WHAT THE EXERCISE ASKS | Every record below is to be restated word for word, and no picture is to be copied.

SOURCE MATERIAL |
--------------------------------------------------

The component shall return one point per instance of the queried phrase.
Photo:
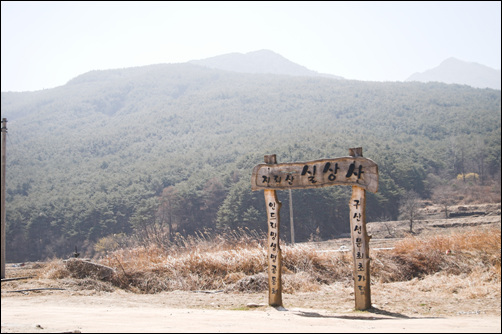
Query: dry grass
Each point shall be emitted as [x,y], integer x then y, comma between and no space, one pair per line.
[237,262]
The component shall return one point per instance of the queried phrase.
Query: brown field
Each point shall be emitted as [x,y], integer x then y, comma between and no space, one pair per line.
[445,277]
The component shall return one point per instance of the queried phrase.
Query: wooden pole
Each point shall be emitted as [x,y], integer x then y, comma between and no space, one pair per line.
[4,147]
[274,251]
[360,243]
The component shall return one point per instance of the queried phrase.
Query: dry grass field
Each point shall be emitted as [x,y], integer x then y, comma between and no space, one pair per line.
[447,268]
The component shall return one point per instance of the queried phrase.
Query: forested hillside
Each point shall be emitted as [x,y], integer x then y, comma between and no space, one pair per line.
[164,149]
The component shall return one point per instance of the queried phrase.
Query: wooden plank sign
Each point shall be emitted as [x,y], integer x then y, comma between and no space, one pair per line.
[351,171]
[356,171]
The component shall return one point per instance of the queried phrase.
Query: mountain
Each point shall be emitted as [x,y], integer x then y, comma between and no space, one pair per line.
[461,72]
[168,150]
[262,61]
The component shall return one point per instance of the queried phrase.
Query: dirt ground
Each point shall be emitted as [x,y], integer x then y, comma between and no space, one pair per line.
[435,304]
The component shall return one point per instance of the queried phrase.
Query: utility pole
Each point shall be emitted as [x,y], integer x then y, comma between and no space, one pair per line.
[4,147]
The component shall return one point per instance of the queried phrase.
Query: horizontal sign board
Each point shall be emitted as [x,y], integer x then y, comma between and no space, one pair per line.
[350,171]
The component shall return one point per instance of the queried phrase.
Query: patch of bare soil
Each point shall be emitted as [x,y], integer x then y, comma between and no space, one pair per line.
[437,303]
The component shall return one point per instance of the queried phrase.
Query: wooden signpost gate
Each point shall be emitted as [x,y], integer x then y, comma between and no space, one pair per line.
[355,171]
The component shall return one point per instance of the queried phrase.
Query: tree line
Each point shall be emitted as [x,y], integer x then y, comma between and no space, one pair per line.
[160,151]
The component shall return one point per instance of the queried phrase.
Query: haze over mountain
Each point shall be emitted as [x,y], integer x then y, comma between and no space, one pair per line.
[261,61]
[97,156]
[456,71]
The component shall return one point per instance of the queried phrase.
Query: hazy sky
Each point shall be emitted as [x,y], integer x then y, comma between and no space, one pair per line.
[45,43]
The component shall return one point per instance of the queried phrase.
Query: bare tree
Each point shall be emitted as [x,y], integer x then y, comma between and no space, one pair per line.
[409,206]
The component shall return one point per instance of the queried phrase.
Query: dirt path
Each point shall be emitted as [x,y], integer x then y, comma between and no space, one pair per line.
[123,313]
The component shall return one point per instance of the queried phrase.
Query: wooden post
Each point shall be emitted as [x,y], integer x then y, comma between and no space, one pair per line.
[3,162]
[360,243]
[291,223]
[274,251]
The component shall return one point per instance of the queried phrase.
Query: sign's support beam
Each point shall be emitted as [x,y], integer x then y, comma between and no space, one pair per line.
[360,244]
[274,251]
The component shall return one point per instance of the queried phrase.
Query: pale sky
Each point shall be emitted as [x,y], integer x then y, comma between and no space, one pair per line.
[45,44]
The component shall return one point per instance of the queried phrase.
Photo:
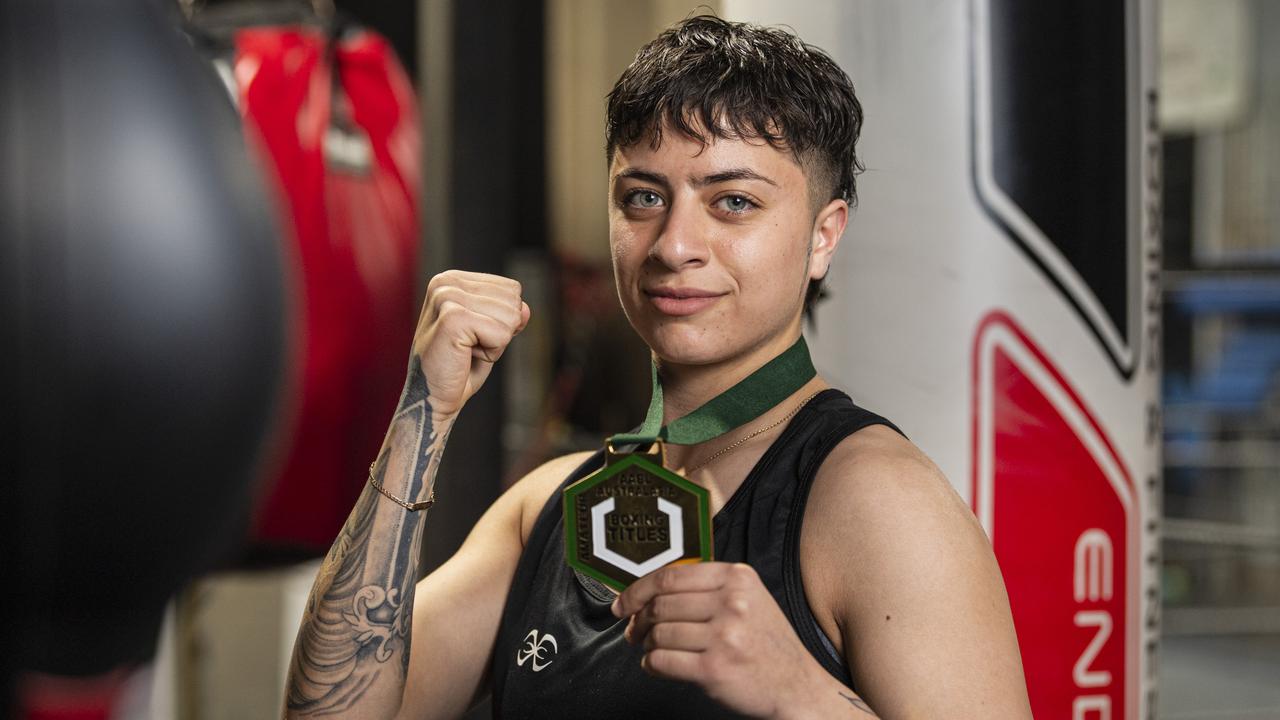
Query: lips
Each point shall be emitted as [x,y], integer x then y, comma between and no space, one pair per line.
[681,301]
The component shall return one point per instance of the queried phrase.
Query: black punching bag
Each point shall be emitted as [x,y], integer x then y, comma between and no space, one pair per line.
[142,328]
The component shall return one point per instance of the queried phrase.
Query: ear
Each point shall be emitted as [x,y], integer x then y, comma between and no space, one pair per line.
[828,226]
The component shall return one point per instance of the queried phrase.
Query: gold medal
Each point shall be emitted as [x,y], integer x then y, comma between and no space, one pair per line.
[634,516]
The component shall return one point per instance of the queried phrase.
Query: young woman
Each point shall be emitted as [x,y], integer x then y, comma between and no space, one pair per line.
[850,579]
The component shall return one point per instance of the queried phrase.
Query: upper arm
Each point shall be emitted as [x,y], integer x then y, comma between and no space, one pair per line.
[909,577]
[457,607]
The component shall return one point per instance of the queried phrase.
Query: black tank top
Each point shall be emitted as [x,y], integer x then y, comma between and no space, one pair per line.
[560,651]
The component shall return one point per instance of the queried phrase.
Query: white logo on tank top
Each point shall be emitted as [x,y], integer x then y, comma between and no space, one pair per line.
[535,648]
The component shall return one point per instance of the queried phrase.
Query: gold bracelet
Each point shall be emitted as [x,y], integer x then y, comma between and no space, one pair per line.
[410,506]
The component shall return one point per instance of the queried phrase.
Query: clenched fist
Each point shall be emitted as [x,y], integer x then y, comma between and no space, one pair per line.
[466,323]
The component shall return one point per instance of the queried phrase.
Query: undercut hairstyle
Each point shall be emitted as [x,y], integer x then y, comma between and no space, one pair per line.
[707,78]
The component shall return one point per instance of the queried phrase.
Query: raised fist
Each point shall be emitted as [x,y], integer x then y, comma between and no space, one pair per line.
[466,323]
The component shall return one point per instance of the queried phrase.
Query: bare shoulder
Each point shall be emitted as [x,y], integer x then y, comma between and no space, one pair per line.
[897,568]
[899,523]
[890,487]
[535,488]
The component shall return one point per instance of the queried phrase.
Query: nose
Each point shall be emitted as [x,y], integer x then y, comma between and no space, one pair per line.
[681,240]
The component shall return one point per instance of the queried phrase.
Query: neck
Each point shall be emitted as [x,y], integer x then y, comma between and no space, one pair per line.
[688,387]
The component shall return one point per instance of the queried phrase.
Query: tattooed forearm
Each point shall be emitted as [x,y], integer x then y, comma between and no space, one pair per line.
[357,616]
[858,702]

--------------------------------------------------

YOUR SOLUTION |
The component shall return one point per instance of the queried phrase.
Photo:
Query: dry grass
Each point shall be emitted as [x,y], integer x then y, comma between and no space, one pair per line.
[237,262]
The component shall return one point per instance of the queried phrase.
Query: brown field
Each point shall be emitted as [x,y], integer x then y, comma between and no space, one pair per line.
[445,277]
The component shall return one point per instance of the queried phrase.
Query: wooden pole
Each point shall be emitted as [x,y], integer x then y, comma between and no space, one pair per line.
[4,147]
[274,251]
[360,243]
The component shall return one point per instance of the queried phrase.
Query: dry grass field
Each point shall be emitted as [x,y], integer x then y, comma between and no space, one pair per line.
[447,268]
The component shall return one point per instance of the queried phrase.
Query: forested hillside
Each point shall be emitted as [x,y], integer x then y, comma between and no space, one pair per line.
[164,149]
The component shall return one point per instance of the queried phrase.
Query: wooden plank sign
Each point shall be emitted as [x,y], integer x then y, comma between and no space, one pair per line.
[351,171]
[356,171]
The component shall return one point per instance of the queried phrase.
Query: mountain
Each point shall be emitted as [x,y], integer x then y, comma between and no space, one pair per line.
[461,72]
[168,150]
[262,61]
The component shall return one point per instance of the queried phrase.
Query: dirt ground
Each point shall be emitted as [x,y], integer x then y, comma between and no space, one pair per line.
[435,304]
The component shall return one point per instance of the queried phrase.
Query: utility pole
Each point shall be emitted as [x,y], integer x then y, comma between and no space, one pair per line.
[4,147]
The component shall return one point per instance of the queried phrase.
Query: horizontal sign board
Each point shall be emitted as [x,y], integer x then y, comma between and no space, one pair per line.
[350,171]
The component shall return one point per instance of the queried phrase.
Query: patch of bare soil
Each point shall be emitted as [x,y], integer x then y, comma between and no space, one pair per line.
[437,303]
The component shall return one point per instance of the queried phrase.
Query: wooden signpost gate
Each point shall be emitted as [x,y], integer x then y, comma between and no space, one pair per line.
[355,171]
The component shall return one point per instance of the queried phrase.
Query: tree line
Each point shall be emitted as [x,y], integer x then y, comma between and no space, one pair per line.
[160,151]
The component shall return one point per instance of the queried phrase.
Query: haze over mountain
Each point shall be emitted as [x,y], integer x then y, comma between and no space, one pair per line.
[261,61]
[97,156]
[456,71]
The component shall return one point per instance of the queried phrase.
Query: hazy sky
Each point shall be emitted as [x,y], integer x then y, comma between and no space, one pair per line.
[45,43]
The component shall return one point per instance of the queried phrase.
Query: bare tree
Each point shall be emitted as [x,y], integer x then y, comma between and no space, one pair per line.
[409,206]
The component shall return one point per instance of the queried phrase.
Query: dirt path
Each point shall be emitted as [x,y], integer x then y, comma between and no space, one pair per line.
[123,313]
The component shall return one point per instance of the queried phrase.
Query: wooden post
Each point shall be emitted as [x,y], integer x then y, comma between and no space, one pair per line.
[3,162]
[360,243]
[291,223]
[274,251]
The component shall return one point per instance of the queried phrase.
Query: sign's support beam
Each point shall be emitted as [x,y], integer x then y, comma between and no space, one pair per line.
[360,244]
[274,251]
The component shall return one point per instance of the queried phrase.
Query: pale sky
Each point shall be emitted as [x,y], integer x then y, comma between and no space, one pair per line.
[45,44]
The component shall return one point per instance of the queried phrase.
Photo:
Query: lips
Each point shall be emitted as [x,y], integer x then y, comma between and no space, one pair per line.
[681,301]
The component shall return one point per instance of the queried phrase.
Query: black punching bag
Each point shall be emitted as [x,y], integer x then y, comma between and no space, one pair per line.
[142,328]
The component shall return one point per instance of the queried phrase.
Query: ear
Each point shall be emitted as [x,y], integer x then y, comma between and no space, one pair per line.
[828,226]
The component shall return one point per instance of the queried phrase.
Query: gold medal
Each point shall be emitted as [x,y], integer x then y, comma between and no space, one pair per line.
[634,516]
The component shall return one point per instance of the queried phrase.
Query: young woman
Each point shall be emitted as [x,y], integer x then y, comma between and no space, one pair per line.
[850,579]
The component shall return one point per instance of the queried phrase.
Query: upper arm
Each point shall be emitted as [x,y], integer x then y, comma between and no space, one pair per line.
[909,577]
[457,607]
The component shall return one point per instance of the queried phrase.
Query: black tank top
Each point shall be emitted as [x,y], integer x then y, comma between and no space, one pair per line.
[560,651]
The component shall return one point per instance of the queried phrase.
Query: white logo on tank top
Each point shall be emitted as [x,y], integer x then y, comma between and no space, one pair per line.
[535,648]
The component shall return one point per instance of the queried phrase.
Query: gold bracelet
Each point shall be emitted as [x,y], integer x then y, comma between and no space, one pair per line.
[410,506]
The component shall return one point per instance of the queried phrase.
Query: clenched fist
Each point shall be emitted as [x,y], integer x then y, comma between and no space, one pair per line.
[466,323]
The component shall return one point per instance of the queried phrase.
Query: undercut hairstyle
Each point shall be emitted as [x,y], integer x then y, comma between and no space, one pair per line.
[707,78]
The component shall return one point per instance of the queried phrase.
Query: raised fist
Each point shall be emitted as [x,y], integer x then y, comma between and no space, one pair per line.
[466,323]
The component shall return one point per instance of the queried phrase.
Query: bare shoulder
Each point shall be emitted as [x,y], integer x then y, comma between and no space, one pair per line.
[897,568]
[899,523]
[890,487]
[535,488]
The component shall return one point per instance of the queried phrase.
Query: nose
Each point shall be emitted as [x,y], integer x then y, comma between and no space, one pair per line.
[681,240]
The component shall return one point per instance of the queried phrase.
Query: neck
Each point shall be emitted as [x,y], integer x then y, comma between and no space, one pair per line.
[688,387]
The component shall return one point per instance of the queried phrase.
Query: tattooed forearm
Each point shall be emitted as [x,y], integer x then y, comma between and no space, one pair per line.
[357,616]
[858,702]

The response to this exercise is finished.